## Exercise requirements
Lines before the one containing "white breeches, locate" are left out; copy that line and every later line through the end of the data exactly.

# Record set start

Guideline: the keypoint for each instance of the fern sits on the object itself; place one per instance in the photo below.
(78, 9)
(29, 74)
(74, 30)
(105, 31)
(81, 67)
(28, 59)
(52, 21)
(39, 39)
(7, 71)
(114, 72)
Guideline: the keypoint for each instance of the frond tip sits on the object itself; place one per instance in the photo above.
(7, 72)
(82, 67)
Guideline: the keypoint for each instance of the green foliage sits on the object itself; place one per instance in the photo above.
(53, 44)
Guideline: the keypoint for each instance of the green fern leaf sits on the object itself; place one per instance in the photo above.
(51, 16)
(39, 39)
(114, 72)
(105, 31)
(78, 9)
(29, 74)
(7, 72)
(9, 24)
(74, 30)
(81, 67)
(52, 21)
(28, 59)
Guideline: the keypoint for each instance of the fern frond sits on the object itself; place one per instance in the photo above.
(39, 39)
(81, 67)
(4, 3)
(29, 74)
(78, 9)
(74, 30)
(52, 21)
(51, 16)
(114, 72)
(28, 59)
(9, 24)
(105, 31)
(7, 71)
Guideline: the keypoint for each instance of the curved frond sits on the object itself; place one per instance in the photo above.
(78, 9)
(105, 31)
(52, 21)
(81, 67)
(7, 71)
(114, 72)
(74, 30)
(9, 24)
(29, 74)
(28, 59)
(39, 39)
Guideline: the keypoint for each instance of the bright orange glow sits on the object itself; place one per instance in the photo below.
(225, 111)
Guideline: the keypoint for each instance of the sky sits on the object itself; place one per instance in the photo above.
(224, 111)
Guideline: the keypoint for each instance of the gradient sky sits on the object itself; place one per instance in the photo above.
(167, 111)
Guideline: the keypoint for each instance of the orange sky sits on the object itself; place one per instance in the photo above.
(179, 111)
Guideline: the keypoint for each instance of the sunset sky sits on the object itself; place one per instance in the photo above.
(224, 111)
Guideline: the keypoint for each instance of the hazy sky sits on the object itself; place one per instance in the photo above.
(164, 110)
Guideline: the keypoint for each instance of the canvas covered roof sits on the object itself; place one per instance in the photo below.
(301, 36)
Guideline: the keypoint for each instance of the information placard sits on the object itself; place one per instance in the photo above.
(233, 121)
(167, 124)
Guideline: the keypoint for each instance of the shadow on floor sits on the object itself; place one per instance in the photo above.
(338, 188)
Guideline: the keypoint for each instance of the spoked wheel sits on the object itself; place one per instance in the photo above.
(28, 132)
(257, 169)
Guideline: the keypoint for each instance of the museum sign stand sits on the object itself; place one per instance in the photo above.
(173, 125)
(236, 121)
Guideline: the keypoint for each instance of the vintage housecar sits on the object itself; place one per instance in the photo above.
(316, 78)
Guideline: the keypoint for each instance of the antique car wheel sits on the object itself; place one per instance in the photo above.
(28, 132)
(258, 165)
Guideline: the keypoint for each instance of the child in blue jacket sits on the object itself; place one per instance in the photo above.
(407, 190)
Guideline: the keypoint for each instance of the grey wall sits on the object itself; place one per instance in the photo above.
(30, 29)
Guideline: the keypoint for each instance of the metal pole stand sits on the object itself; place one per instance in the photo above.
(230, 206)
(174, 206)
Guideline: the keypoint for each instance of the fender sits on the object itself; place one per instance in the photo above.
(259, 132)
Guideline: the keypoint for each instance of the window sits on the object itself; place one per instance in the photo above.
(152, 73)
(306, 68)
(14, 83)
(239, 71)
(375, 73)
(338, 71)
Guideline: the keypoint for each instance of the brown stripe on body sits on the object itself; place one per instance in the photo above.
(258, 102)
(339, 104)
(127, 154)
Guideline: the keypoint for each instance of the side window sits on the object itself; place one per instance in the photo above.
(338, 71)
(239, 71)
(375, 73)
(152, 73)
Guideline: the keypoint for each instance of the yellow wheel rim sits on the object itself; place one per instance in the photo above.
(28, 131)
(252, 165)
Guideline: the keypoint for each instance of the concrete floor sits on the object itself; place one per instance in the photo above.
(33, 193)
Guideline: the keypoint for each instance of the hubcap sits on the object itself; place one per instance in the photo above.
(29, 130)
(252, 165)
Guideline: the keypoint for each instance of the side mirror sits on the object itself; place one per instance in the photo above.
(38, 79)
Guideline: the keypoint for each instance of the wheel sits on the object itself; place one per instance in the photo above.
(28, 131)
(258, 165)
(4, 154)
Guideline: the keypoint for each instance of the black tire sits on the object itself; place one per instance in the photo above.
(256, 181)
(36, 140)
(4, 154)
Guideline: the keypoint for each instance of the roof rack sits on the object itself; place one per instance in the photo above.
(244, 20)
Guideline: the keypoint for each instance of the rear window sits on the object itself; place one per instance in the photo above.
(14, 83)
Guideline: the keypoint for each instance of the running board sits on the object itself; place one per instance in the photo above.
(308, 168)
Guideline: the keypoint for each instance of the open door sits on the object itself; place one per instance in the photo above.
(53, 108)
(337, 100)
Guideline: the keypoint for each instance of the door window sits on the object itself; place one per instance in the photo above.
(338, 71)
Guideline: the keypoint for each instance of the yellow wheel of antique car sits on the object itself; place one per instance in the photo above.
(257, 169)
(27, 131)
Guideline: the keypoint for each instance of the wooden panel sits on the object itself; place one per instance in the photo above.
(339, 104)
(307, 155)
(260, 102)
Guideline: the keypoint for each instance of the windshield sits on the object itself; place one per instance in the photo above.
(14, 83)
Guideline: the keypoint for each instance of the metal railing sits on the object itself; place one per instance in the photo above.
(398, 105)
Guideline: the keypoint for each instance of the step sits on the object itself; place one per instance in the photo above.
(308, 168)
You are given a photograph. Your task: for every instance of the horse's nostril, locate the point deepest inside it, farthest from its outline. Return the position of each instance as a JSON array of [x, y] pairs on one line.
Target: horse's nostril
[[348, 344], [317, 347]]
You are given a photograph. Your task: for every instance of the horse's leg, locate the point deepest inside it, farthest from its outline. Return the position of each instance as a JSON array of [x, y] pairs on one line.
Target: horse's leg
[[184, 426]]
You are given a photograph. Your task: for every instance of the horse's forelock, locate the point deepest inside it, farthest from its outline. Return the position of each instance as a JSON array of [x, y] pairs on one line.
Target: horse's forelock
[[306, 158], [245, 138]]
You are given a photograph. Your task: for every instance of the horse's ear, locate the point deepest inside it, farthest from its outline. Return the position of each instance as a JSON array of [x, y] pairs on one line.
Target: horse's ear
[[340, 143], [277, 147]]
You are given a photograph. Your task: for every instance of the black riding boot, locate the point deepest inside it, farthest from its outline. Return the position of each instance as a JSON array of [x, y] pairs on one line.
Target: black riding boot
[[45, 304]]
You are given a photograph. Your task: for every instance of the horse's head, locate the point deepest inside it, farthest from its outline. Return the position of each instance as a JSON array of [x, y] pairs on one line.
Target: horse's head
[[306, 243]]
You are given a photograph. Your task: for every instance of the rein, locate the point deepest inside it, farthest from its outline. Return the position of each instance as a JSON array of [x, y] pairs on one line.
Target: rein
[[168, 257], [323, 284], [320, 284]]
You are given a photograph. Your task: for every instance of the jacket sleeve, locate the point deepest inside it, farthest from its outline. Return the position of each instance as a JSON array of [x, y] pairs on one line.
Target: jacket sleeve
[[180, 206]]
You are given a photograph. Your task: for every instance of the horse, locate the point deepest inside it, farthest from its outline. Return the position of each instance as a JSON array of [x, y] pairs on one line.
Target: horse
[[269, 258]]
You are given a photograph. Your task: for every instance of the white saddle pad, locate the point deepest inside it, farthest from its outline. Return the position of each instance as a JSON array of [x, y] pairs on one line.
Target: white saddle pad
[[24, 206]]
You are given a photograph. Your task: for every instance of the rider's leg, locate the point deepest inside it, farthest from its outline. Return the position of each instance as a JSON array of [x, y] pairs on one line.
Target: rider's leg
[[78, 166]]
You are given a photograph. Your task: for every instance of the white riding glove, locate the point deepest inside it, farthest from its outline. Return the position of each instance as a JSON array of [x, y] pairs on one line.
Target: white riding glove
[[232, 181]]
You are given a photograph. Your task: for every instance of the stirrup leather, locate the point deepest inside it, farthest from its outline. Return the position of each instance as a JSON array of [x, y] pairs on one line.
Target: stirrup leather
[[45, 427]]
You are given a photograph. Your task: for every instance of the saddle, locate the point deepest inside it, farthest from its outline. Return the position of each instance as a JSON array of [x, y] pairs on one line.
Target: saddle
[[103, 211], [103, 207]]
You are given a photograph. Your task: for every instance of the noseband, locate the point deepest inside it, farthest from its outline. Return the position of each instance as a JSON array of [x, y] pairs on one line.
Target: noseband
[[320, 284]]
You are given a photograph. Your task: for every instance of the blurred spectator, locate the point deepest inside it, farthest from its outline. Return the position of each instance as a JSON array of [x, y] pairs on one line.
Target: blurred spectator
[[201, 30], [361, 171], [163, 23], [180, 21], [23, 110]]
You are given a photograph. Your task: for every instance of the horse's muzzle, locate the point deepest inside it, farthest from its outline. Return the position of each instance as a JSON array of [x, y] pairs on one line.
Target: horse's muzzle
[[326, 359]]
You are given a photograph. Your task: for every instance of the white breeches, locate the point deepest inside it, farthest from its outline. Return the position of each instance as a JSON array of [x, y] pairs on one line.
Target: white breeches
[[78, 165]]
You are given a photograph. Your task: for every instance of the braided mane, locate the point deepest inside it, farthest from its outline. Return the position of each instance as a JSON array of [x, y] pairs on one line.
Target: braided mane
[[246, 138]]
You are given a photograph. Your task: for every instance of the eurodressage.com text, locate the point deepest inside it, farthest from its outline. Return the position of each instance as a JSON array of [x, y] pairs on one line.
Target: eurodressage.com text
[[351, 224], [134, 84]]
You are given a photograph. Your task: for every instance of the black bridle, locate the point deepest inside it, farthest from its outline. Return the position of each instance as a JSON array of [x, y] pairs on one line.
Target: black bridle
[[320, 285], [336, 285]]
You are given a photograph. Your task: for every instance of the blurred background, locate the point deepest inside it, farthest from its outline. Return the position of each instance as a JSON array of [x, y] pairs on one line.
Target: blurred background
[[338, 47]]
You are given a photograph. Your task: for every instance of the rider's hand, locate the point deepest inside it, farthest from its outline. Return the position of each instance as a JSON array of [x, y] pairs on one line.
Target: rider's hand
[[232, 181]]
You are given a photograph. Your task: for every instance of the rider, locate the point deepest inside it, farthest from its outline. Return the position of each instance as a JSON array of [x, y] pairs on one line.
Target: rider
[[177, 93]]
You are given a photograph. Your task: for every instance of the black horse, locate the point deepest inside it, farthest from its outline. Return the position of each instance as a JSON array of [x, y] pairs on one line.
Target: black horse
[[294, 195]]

# Record set end

## Written answer
You are given a photograph. Your task: for every instance of the white breeches, locate the point deepest inside it, farthest from its outline. Return the position of each instance as a JSON array of [x, y] pairs on one line.
Target: white breeches
[[78, 165]]
You are given a photograph. Your task: for every instance of the braided mane, locate the point deepest inside it, farthest from its outline. Return the position of each instance as a JSON array of [x, y] pairs on one line.
Target: braided mane
[[246, 138]]
You are given a photograph. Your task: for every instance of the eurodressage.com text, locate the point deepest inside it, farthest from its outline. Return the position of each instance as a JSON array of [x, y] pairs on one line.
Target: eurodressage.com text
[[351, 224], [134, 84]]
You are given a photograph. Your task: for every instance of the black bridle, locate the point deepest inside it, farthest from its outline. Return the position of each instance as a JSON array of [x, y] pairs on one line.
Target: black bridle
[[320, 285], [336, 285]]
You are given a photograph. Your task: for every instance of the blurred background, locate the point deepest inside it, farthest from its outline. Return the position of each instance as a JSON array of [x, y] pairs on one line.
Target: blurred background
[[338, 47]]
You are given a photograph. Your task: for every instance of the rider's hand, locate the point deepest inside it, farthest from its outline. Return the position of each instance as a JSON array of [x, y] pairs on one line.
Target: rider's hand
[[232, 181]]
You are given a photograph. Your task: for every instance of the rider, locate the point deepest inside it, farthest from its outline. Return the position of each instance as a JSON array of [x, y] pairs on one line.
Target: rider
[[177, 93]]
You are given a photograph. Your task: for every instance of the black horse, locate the point deepest inside it, farthest from its outline. Return the position of each instance as a JSON array of [x, y] pairs on one line.
Target: black horse
[[294, 195]]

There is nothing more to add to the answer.